Some records >>
┄┄┄┄┄┄

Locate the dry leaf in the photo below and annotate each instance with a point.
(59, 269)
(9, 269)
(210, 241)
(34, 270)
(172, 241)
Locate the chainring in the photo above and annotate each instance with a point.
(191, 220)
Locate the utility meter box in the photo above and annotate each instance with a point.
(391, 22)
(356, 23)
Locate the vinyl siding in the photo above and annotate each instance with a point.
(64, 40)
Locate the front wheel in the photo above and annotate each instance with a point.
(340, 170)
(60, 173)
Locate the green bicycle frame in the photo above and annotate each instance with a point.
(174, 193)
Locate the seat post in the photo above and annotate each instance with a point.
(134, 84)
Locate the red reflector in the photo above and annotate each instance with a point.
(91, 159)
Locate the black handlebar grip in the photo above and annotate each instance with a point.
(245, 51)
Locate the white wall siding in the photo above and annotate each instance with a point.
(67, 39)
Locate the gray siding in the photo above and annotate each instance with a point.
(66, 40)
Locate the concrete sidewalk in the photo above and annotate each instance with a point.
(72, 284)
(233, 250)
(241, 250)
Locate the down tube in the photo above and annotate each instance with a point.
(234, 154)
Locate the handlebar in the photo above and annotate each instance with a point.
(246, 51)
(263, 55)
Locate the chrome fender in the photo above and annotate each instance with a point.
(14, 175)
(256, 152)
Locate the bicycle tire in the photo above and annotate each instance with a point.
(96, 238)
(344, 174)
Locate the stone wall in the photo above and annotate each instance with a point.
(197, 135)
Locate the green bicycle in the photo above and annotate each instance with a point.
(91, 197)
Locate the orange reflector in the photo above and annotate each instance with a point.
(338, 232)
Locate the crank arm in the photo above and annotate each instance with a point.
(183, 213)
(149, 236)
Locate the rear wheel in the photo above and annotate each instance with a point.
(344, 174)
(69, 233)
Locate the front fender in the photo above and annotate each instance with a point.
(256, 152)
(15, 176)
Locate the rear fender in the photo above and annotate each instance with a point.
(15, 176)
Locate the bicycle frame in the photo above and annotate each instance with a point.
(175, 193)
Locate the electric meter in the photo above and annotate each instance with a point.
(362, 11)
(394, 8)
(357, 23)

┄┄┄┄┄┄

WORK TO BE COMPLETED >>
Write out the material again, replacing every "annotate" with "mark" and leaving everything else unchanged.

ANSWER IN FULL >>
Locate the dry leaf in the photo below and mark each instance with a point.
(59, 269)
(9, 269)
(210, 241)
(34, 270)
(172, 241)
Locate the chainring in the photo above and mark each instance with a point.
(191, 220)
Locate the utility meter box in the photo above and mark each instance with a point.
(391, 22)
(356, 23)
Locate the vinyl siding in the photo above and mark each instance with a point.
(64, 40)
Locate the front wheel in the photo above and mark each instance with a point.
(340, 170)
(60, 173)
Locate the green bicycle frame in the photo above and mark each instance with a point.
(174, 193)
Locate the seat post in the photo above and mark each instance with a point.
(134, 84)
Locate the red reflector in the photo above and mark each instance with a point.
(91, 159)
Locate the black handlebar grip in the photo above and mark each instance with a point.
(245, 51)
Locate the white wall siding in the photo above and mark each instance with a point.
(67, 39)
Locate the gray siding in the photo above and mark each instance with a point.
(66, 40)
Locate the concrete sidewalk in the photo above and mark each instance with a point.
(72, 284)
(233, 250)
(241, 250)
Locate the down tube in the photo above and mark each instance with a point.
(234, 154)
Locate the handlebar in the photo above and mark each instance with a point.
(246, 51)
(263, 55)
Locate the chrome fender in the photo above and mark each instance with a point.
(14, 175)
(256, 152)
Locate the bicycle tire in the photo above and mark each instance with a point.
(96, 238)
(344, 174)
Locate the stone wall in the photo above and mark each instance with a point.
(197, 135)
Locate the green bicycle in the photo above and mark each instance with a point.
(91, 197)
Locate the orange reflector in the photo above and mark each instance with a point.
(338, 232)
Locate the crank arm in the photo above and mark each instance with a point.
(183, 213)
(149, 236)
Locate the rear wheel in the photo above and mark each instance with a point.
(344, 174)
(69, 233)
Locate the front fender in the photo above and mark each instance with a point.
(256, 152)
(15, 176)
Locate the rear fender in the photo above and mark each instance with a point.
(15, 176)
Locate the bicycle frame in the photo above and mark each instance with a point.
(175, 193)
Locate the electric meter in the photo above and mark each instance with a point.
(362, 11)
(394, 8)
(357, 23)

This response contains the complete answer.